** START Material for the task **

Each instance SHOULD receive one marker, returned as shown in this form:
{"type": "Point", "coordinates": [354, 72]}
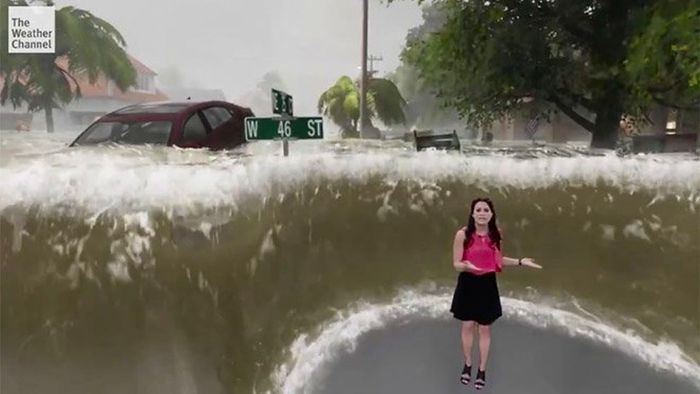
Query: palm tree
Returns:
{"type": "Point", "coordinates": [341, 103]}
{"type": "Point", "coordinates": [85, 46]}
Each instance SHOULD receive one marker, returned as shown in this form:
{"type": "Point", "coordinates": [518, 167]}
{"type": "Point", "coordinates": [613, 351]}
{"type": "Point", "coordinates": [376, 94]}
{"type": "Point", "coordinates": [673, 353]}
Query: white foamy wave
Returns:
{"type": "Point", "coordinates": [308, 356]}
{"type": "Point", "coordinates": [127, 177]}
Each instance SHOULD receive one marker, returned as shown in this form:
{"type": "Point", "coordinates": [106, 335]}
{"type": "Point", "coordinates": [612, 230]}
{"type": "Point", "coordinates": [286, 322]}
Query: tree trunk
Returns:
{"type": "Point", "coordinates": [49, 117]}
{"type": "Point", "coordinates": [606, 130]}
{"type": "Point", "coordinates": [607, 121]}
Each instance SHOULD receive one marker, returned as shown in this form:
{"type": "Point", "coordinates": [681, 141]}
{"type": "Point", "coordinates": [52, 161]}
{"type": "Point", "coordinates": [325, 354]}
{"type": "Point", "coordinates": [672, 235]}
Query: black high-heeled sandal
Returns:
{"type": "Point", "coordinates": [480, 381]}
{"type": "Point", "coordinates": [466, 376]}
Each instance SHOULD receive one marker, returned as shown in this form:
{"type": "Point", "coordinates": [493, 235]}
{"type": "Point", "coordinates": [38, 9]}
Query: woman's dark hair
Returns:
{"type": "Point", "coordinates": [494, 233]}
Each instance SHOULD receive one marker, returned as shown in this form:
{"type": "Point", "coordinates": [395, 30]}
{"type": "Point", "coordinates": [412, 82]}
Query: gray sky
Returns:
{"type": "Point", "coordinates": [231, 44]}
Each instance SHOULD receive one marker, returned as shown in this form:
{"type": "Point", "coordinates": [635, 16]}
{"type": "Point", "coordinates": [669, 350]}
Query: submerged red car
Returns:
{"type": "Point", "coordinates": [205, 124]}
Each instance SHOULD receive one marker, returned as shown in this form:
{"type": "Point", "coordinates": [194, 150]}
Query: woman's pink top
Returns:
{"type": "Point", "coordinates": [484, 254]}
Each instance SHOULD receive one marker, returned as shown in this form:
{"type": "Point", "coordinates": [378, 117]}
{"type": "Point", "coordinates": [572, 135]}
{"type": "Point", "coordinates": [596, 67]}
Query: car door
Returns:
{"type": "Point", "coordinates": [195, 132]}
{"type": "Point", "coordinates": [224, 132]}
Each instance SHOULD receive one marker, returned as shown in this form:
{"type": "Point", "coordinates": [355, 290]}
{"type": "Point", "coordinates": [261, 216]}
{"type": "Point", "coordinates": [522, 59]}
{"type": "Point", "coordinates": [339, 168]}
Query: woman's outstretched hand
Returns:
{"type": "Point", "coordinates": [528, 262]}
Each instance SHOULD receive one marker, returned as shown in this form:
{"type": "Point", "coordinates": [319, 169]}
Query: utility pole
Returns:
{"type": "Point", "coordinates": [363, 77]}
{"type": "Point", "coordinates": [372, 59]}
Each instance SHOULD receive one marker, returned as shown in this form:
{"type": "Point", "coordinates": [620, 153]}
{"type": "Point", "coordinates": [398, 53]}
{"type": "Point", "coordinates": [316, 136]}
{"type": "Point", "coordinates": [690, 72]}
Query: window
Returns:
{"type": "Point", "coordinates": [135, 133]}
{"type": "Point", "coordinates": [194, 130]}
{"type": "Point", "coordinates": [216, 116]}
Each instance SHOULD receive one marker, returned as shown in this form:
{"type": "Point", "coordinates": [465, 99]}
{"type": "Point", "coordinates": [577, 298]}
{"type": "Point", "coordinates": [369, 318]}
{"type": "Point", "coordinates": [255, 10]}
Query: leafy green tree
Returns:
{"type": "Point", "coordinates": [593, 60]}
{"type": "Point", "coordinates": [341, 103]}
{"type": "Point", "coordinates": [90, 46]}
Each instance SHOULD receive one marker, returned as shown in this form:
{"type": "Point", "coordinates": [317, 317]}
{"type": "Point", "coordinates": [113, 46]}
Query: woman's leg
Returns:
{"type": "Point", "coordinates": [467, 340]}
{"type": "Point", "coordinates": [484, 345]}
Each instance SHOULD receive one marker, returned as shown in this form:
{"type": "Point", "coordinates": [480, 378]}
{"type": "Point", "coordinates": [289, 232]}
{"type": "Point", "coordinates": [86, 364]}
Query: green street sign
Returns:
{"type": "Point", "coordinates": [275, 128]}
{"type": "Point", "coordinates": [282, 103]}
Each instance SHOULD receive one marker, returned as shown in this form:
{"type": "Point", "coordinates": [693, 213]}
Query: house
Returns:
{"type": "Point", "coordinates": [96, 100]}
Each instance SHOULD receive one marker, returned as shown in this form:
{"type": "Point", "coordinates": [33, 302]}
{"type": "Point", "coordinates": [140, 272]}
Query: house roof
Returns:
{"type": "Point", "coordinates": [101, 88]}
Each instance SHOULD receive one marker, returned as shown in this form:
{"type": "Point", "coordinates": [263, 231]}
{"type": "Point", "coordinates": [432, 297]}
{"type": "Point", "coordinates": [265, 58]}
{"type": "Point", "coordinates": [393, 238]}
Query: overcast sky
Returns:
{"type": "Point", "coordinates": [231, 44]}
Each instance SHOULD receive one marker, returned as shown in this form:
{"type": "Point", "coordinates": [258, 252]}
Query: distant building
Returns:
{"type": "Point", "coordinates": [96, 100]}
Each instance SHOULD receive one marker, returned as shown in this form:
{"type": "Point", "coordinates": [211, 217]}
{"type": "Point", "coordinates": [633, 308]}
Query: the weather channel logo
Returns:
{"type": "Point", "coordinates": [32, 29]}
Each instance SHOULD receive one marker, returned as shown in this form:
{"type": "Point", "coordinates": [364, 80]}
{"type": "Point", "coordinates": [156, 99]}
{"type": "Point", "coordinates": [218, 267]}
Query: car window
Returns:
{"type": "Point", "coordinates": [135, 133]}
{"type": "Point", "coordinates": [216, 116]}
{"type": "Point", "coordinates": [194, 130]}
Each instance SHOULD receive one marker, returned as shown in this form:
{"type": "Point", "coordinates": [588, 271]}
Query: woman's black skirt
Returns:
{"type": "Point", "coordinates": [476, 298]}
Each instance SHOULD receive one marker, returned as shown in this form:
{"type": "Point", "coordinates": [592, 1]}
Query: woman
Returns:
{"type": "Point", "coordinates": [477, 257]}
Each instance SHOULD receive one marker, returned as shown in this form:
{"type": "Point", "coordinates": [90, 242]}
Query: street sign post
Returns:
{"type": "Point", "coordinates": [282, 103]}
{"type": "Point", "coordinates": [285, 126]}
{"type": "Point", "coordinates": [275, 128]}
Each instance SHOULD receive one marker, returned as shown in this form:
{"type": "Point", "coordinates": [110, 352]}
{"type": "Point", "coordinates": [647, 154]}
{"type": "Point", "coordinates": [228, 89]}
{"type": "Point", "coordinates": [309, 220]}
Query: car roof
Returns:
{"type": "Point", "coordinates": [162, 110]}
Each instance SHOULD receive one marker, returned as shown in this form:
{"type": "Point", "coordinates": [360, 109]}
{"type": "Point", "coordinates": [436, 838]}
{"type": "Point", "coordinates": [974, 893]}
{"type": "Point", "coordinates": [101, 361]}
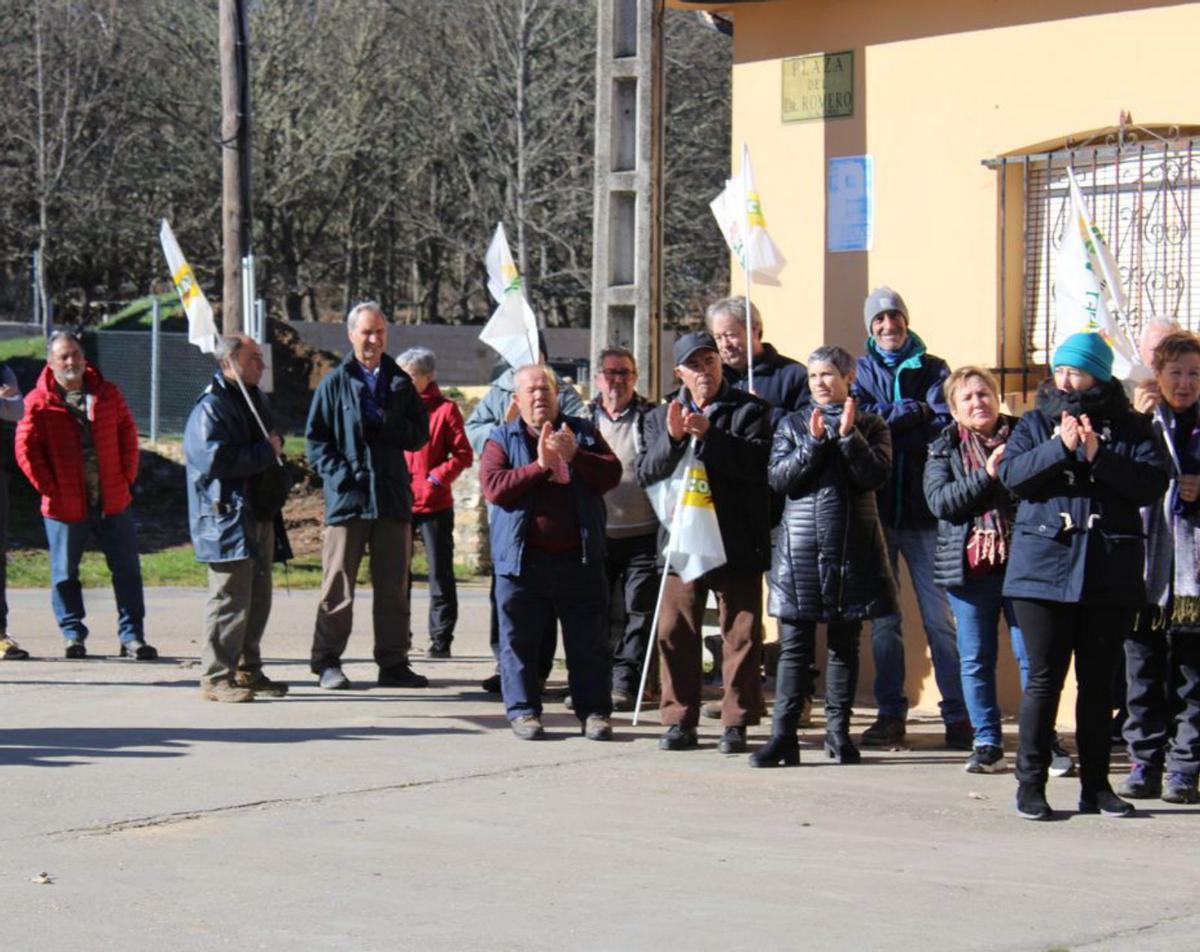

** END Material for the task **

## [Exercise aim]
Pull out every line of the material above that contains the string "woman", copying each one in full.

## [Answer to the exercise]
Query: woman's dark hair
Query: woman's pink top
Query: woman's outstretched hand
Query: woman's leg
Query: woman's black skirt
Query: woman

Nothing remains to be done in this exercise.